### [PROBLEM REQUIREMENTS]
Render every line of each row below as a JSON list of strings, one string per line, leaving out blank lines.

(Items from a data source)
──────
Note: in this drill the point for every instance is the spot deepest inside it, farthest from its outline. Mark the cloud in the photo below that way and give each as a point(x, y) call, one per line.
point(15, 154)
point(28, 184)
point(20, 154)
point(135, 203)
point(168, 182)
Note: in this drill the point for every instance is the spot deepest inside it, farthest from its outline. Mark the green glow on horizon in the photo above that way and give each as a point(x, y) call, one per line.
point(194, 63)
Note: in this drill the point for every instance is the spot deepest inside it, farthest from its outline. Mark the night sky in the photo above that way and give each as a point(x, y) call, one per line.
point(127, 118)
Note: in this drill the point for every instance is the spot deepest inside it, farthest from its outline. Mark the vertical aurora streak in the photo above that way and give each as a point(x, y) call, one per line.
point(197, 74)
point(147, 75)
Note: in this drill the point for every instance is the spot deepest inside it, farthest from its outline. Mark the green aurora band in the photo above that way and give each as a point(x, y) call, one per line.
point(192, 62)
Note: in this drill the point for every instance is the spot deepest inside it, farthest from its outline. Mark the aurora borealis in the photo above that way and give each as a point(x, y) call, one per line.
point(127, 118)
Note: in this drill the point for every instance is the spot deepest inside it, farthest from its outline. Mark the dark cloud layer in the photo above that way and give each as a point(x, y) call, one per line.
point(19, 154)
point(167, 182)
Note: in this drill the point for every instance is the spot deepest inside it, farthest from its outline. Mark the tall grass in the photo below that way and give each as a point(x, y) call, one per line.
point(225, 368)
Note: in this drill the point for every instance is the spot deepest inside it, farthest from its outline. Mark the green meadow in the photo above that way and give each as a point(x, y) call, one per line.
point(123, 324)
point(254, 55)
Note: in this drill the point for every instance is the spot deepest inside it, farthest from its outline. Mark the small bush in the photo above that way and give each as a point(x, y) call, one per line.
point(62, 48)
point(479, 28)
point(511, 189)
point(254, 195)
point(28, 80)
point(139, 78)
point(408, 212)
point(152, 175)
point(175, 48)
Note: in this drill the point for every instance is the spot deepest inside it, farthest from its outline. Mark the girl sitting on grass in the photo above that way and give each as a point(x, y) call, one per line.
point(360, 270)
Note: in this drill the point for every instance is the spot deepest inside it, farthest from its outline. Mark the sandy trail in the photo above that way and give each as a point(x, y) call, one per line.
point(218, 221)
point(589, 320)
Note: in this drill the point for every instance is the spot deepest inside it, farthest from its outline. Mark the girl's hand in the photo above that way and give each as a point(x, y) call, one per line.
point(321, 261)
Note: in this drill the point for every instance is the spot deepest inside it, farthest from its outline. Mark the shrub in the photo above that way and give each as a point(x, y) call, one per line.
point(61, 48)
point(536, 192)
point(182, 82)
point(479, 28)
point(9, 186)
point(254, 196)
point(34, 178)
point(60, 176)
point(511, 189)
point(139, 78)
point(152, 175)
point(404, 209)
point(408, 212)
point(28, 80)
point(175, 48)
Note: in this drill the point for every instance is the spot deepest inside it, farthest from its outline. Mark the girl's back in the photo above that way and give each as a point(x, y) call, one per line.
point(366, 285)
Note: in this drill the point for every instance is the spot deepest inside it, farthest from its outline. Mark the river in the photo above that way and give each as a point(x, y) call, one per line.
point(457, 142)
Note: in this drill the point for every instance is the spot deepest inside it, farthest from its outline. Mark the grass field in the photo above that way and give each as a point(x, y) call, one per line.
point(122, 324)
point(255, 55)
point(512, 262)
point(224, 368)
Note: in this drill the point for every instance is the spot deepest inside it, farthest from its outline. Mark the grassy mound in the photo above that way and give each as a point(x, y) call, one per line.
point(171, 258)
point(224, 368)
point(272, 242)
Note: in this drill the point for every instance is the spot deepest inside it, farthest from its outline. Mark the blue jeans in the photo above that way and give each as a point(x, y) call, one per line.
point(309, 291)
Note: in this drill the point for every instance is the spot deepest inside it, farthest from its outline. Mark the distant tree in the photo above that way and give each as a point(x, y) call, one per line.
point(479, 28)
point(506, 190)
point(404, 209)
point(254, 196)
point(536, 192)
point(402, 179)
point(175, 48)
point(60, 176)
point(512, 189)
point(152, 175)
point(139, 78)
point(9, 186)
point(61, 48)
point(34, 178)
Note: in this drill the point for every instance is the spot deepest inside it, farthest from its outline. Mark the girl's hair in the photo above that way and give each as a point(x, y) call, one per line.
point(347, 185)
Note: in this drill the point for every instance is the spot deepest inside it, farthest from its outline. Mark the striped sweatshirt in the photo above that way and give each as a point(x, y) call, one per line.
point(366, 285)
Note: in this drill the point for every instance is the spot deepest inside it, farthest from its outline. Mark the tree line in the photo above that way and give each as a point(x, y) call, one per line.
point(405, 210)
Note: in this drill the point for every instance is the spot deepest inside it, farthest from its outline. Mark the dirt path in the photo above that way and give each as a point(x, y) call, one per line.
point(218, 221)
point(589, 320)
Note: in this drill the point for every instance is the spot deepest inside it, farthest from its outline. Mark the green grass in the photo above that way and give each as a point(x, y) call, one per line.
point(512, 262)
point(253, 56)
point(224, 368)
──────
### [THE ANSWER]
[
  "Note: in this drill the point for every instance is the spot deepest inside it, farthest from its outline. Mark the cloud in the photo below that way and give each as a point(x, y) call, one per line.",
  "point(15, 154)",
  "point(28, 184)",
  "point(20, 154)",
  "point(135, 203)",
  "point(168, 182)",
  "Note: in this drill the point for every instance is the spot deepest inside it, farthest from its outline. Mark the green glow on horizon in the photo above that way and give each as a point(x, y) call, one per line.",
  "point(194, 63)",
  "Note: in this drill the point for every instance is the spot deepest inside it, farthest from its outline. Mark the night sky in the photo above that way and give each as a point(x, y) call, one per line.",
  "point(127, 118)",
  "Note: in this drill the point for every instance is the spot deepest inside it, farthest from its outline. Mark the vertical aurora streak in the photo above that way and give each as a point(x, y) call, one per line.",
  "point(197, 74)",
  "point(147, 75)",
  "Note: in this drill the point for every instance is the spot deepest inside it, farthest from its outline. Mark the green aurora band in the photo above that way and give each as a point(x, y) call, one per line.",
  "point(192, 62)",
  "Note: in this drill the point for every instance is the spot deepest inside it, farthest from its outline. Mark the aurora borealis in the photo above that way and give each as a point(x, y) call, one per line.",
  "point(127, 118)",
  "Note: in this drill the point for every instance is the spot deepest inside it, farthest from its outline. Mark the dark cloud layer in the photo above that way and give each as a point(x, y) call, one per line.",
  "point(19, 154)",
  "point(167, 182)",
  "Note: in this drill the point for every instance is the spot deepest inside it, farthest from its outline. Mark the tall grass in the photo below that way and give each as a point(x, y) call, one per line.",
  "point(225, 368)",
  "Note: in this drill the point for every instance is the spot deepest inside it, farthest from its outline. Mark the green meadow in the photo above that way and give each as a point(x, y) call, one per line.",
  "point(123, 324)",
  "point(254, 55)",
  "Note: in this drill the point for every instance is the spot deepest inside it, farthest from its outline. Mark the small bush in the photo above that way and give each as a point(x, y) call, one per line.",
  "point(62, 48)",
  "point(479, 28)",
  "point(511, 189)",
  "point(254, 195)",
  "point(28, 80)",
  "point(139, 78)",
  "point(408, 212)",
  "point(152, 175)",
  "point(175, 48)",
  "Note: in this drill the point for every instance is the spot deepest inside it, farthest from its outline. Mark the girl sitting on grass in the photo above that way and give each as a point(x, y) call, one per line.",
  "point(360, 270)",
  "Note: in this drill the point for every instance is the spot deepest inside it, farthest from its outline. Mark the sandy trail in the photo above that way and give each as a point(x, y) call, one per line.",
  "point(218, 221)",
  "point(589, 320)",
  "Note: in this drill the point for every instance is the spot deepest inside it, farthest from its outline. Mark the girl's hand in the photo above that way and give each as a point(x, y) call, one per line.",
  "point(321, 261)",
  "Note: in this drill the point for every instance is the spot deepest inside it, farthest from its outline. Mark the shrub in the photo above that way and give each as a point(x, y) call, one per line.",
  "point(61, 48)",
  "point(536, 192)",
  "point(182, 82)",
  "point(479, 28)",
  "point(9, 186)",
  "point(254, 196)",
  "point(34, 178)",
  "point(60, 176)",
  "point(511, 189)",
  "point(139, 78)",
  "point(152, 175)",
  "point(404, 209)",
  "point(408, 212)",
  "point(28, 80)",
  "point(175, 48)",
  "Note: in this drill the point for every instance is the spot deepest inside it, farthest from its outline. Mark the girl's back in the photo above that way and give each as a point(x, y) call, one per line.",
  "point(366, 285)",
  "Note: in this drill the point for every instance is the spot deepest inside it, farthest from its outline. Mark the river in the photo above that way and give each as a point(x, y) call, one per line.",
  "point(457, 142)",
  "Note: in this drill the point for every instance is the spot deepest inside it, farthest from its outline. Mark the grass field in the photo above that way and give each as a point(x, y) call, one per line.",
  "point(122, 324)",
  "point(255, 55)",
  "point(512, 262)",
  "point(224, 368)",
  "Note: in this drill the point for every instance is the spot deepest inside it, farthest from its outline. Mark the grassy mound in the photo above that way and give each as a point(x, y) call, one per line.",
  "point(171, 258)",
  "point(224, 368)",
  "point(272, 242)",
  "Note: in this drill the point for every instance is the spot deepest inside it, farthest from its outline. Mark the blue jeans in the photo above that way and give each as a point(x, y) call, one per line.",
  "point(309, 291)",
  "Note: in this drill the point for every instance is the spot deepest inside it, farthest from its outline. Mark the distant tree in the photo above that way and give each as a point(x, y) call, one per line.",
  "point(479, 28)",
  "point(506, 190)",
  "point(404, 209)",
  "point(254, 196)",
  "point(536, 192)",
  "point(402, 179)",
  "point(175, 48)",
  "point(60, 176)",
  "point(512, 189)",
  "point(152, 175)",
  "point(139, 78)",
  "point(9, 186)",
  "point(61, 48)",
  "point(34, 178)",
  "Note: in this drill the point for every instance is the spot deepest inside it, farthest from its outline. Mark the girl's hair in the photo above that way and give each as a point(x, y) call, one per line.",
  "point(347, 185)",
  "Note: in this drill the point for every instance is the spot deepest inside it, farthest from its outline. Mark the striped sweatshirt in the photo above that way and give each as a point(x, y) call, one per line.",
  "point(366, 285)",
  "Note: in this drill the point for every instance is the spot deepest inside it, farthest from its outline. Mark the tree line in the photo above that way and give each as a point(x, y) call, one per line.",
  "point(405, 210)",
  "Note: in this drill the point for every instance is the spot deepest inside it, farthest from its outline. Mark the dirt path in the photo above that way and give each as a point(x, y) call, one per line.",
  "point(218, 221)",
  "point(589, 320)",
  "Note: in this drill the point for every instance is the spot deepest inside it, farthest from its outline. Mark the green grass in the photo above that way and give each as a point(x, y) call, one per line.",
  "point(512, 262)",
  "point(253, 56)",
  "point(224, 368)"
]